Web-scraping with Selenium

Brian Yee
5 min readAug 18, 2019

--

Delicious, delicious data. Images from Alpes London.

Web-scraping is a technique that programmers use to parse through webpages and automatically retrieve data. Data gathering is an important step when data scientists start a new problem, so web-scraping is a very important skill to have since the internet is a vast resource of data that should be utilized.

Websites are all written using HTML and CSS and like other coding languages, there is are patterns and specific syntax that allow us to easily locate the information that we need. Using Python libraries like requests and BeautifulSoup, we can pass the HTML of websites into our program to get and clean the information that we need. However, most sites nowadays include JavaScript elements that are only executed by the client so simply passing the HTML code into our program will not give us access to all the data available on the webpage.

Selenium Webdriver

Mercury was the primary browser automator before Selenium.

Selenium is way that allows us to automate browsers using code by mimicking keystrokes and button presses. Specifically for web-scraping, this gives us a way to load and interact with JavaScript elements in websites.

### RAW DATA
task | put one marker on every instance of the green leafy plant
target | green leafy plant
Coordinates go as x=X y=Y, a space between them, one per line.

### WRITTEN TASKS
- a) Reproduce the stretch of the page on web-scraping with Selenium from "Selenium is way" through "elements in websites.".
- b) According to the page on web-scraping with Selenium, why does passing a website's HTML into a program with libraries like requests and BeautifulSoup fail to reach all of the data on the webpage?
Draw every answer solely from the page on web-scraping with Selenium.

### THE RESULTS
- a)
Selenium is way that allows us to automate browsers using code by mimicking keystrokes and button presses. Specifically for web-scraping, this gives us a way to load and interact with JavaScript elements in websites.

- b) Most sites now include JavaScript elements that only the client executes. Passing in the HTML code alone therefore does not give the program access to all the data available on the webpage.